(begin)

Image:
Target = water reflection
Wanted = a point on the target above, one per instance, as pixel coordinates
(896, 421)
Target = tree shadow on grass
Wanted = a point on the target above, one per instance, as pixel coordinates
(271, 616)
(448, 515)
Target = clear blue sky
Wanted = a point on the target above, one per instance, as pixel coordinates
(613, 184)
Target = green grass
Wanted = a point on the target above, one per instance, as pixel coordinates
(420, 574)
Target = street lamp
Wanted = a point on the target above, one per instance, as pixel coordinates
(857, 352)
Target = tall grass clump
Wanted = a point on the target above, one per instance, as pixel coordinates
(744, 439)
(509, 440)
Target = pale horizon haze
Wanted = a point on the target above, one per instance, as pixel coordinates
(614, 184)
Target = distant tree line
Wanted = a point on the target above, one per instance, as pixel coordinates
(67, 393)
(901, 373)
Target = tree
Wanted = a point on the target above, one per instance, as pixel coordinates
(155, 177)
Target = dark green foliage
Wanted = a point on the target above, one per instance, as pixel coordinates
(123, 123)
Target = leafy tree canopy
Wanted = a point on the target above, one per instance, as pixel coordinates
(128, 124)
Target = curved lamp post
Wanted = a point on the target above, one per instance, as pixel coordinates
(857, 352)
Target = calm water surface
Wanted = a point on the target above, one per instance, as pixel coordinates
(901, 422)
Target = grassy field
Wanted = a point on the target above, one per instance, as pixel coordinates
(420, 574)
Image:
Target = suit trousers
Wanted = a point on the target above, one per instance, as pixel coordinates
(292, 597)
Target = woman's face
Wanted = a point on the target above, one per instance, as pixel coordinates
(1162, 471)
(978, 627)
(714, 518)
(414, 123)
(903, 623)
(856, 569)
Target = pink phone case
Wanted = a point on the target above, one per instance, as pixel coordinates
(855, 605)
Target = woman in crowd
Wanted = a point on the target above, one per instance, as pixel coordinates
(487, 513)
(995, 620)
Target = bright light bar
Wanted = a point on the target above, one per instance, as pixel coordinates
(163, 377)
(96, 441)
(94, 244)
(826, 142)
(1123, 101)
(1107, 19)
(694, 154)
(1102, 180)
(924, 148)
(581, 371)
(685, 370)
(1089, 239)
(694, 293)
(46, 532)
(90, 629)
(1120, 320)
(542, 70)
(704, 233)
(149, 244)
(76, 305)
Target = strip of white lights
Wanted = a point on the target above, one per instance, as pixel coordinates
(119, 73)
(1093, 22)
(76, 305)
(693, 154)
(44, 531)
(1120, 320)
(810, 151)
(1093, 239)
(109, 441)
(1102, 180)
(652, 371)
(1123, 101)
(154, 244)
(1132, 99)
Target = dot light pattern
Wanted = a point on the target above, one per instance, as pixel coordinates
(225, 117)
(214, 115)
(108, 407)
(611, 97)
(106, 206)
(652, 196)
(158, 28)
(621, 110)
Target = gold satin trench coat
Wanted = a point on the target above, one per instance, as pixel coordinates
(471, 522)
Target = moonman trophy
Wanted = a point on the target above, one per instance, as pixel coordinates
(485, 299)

(end)

Copy out the whole listing, exactly as written.

- _RESPONSE TO THIS EXERCISE_:
Image:
Target = water reflection
Wanted = a point on the target above, one per instance, as pixel coordinates
(896, 421)
Target = tree shadow on grass
Wanted = a point on the target above, one per instance, as pixel coordinates
(271, 616)
(448, 515)
Target = clear blue sky
Wanted = a point on the target above, one per instance, as pixel coordinates
(613, 184)
Target = green grass
Wanted = a point on the target above, one per instance, as pixel coordinates
(420, 574)
Target = street lamp
Wanted = a point on the target above, one per instance, as pixel coordinates
(857, 352)
Target = tall grass clump
Wanted = a point on the target above, one per instance, as pixel coordinates
(744, 439)
(509, 440)
Target = pale horizon haze
Wanted = a point on the target above, one per instance, as pixel coordinates
(614, 184)
Target = distant tree line
Wanted = a point on the target above, one per instance, as pixel coordinates
(67, 393)
(901, 373)
Target = tree
Wanted = a point on the target above, one per instance, as pixel coordinates
(155, 177)
Target = dark green foliage
Wanted = a point on the target above, one per instance, as pixel coordinates
(123, 123)
Target = leafy tree canopy
Wanted = a point on the target above, one per instance, as pixel coordinates
(128, 124)
Target = curved lamp post
Wanted = a point on the target above, one per instance, as pixel coordinates
(857, 352)
Target = calm water surface
Wanted = a point on the target above, one per instance, as pixel coordinates
(901, 422)
Target = grassy field
Wanted = a point on the target above, one per instance, as pixel coordinates
(420, 574)
Image:
Target = suit trousers
Wanted = a point on the target above, one per instance, as pixel coordinates
(292, 597)
Target = woman's face
Wanted = a point on the target above, one per instance, as pixel coordinates
(1162, 471)
(978, 627)
(714, 518)
(414, 123)
(903, 623)
(856, 569)
Target = pink phone case
Wanted = a point on the target above, one per instance, as pixel coordinates
(855, 605)
Target = woman in crowd
Wanted = a point on the target above, one per instance, as pixel coordinates
(487, 513)
(995, 620)
Target = bright light bar
Wanted = a point on the target above, one per instance, as pixel coordinates
(163, 377)
(96, 441)
(94, 244)
(826, 142)
(1123, 101)
(1107, 19)
(694, 154)
(1102, 180)
(924, 148)
(581, 371)
(685, 370)
(1089, 239)
(694, 293)
(46, 532)
(90, 629)
(1120, 320)
(542, 70)
(704, 233)
(149, 244)
(76, 305)
Target = strip of white lights
Wanted = a point on the target above, one per instance, as pixel coordinates
(119, 73)
(1093, 22)
(76, 305)
(693, 154)
(44, 531)
(1120, 320)
(810, 151)
(1093, 239)
(109, 441)
(1102, 180)
(652, 371)
(1123, 101)
(154, 244)
(1132, 99)
Target = dot light pattern
Wanted = a point on the target above, one per instance, as pixel coordinates
(225, 117)
(214, 115)
(108, 407)
(611, 97)
(106, 206)
(652, 196)
(158, 28)
(621, 110)
Target = gold satin trench coat
Wanted = a point on the target above, one per instance, as pixel coordinates
(471, 522)
Target = moonman trophy
Wanted = a point on the target above, one per instance, as pixel coordinates
(485, 299)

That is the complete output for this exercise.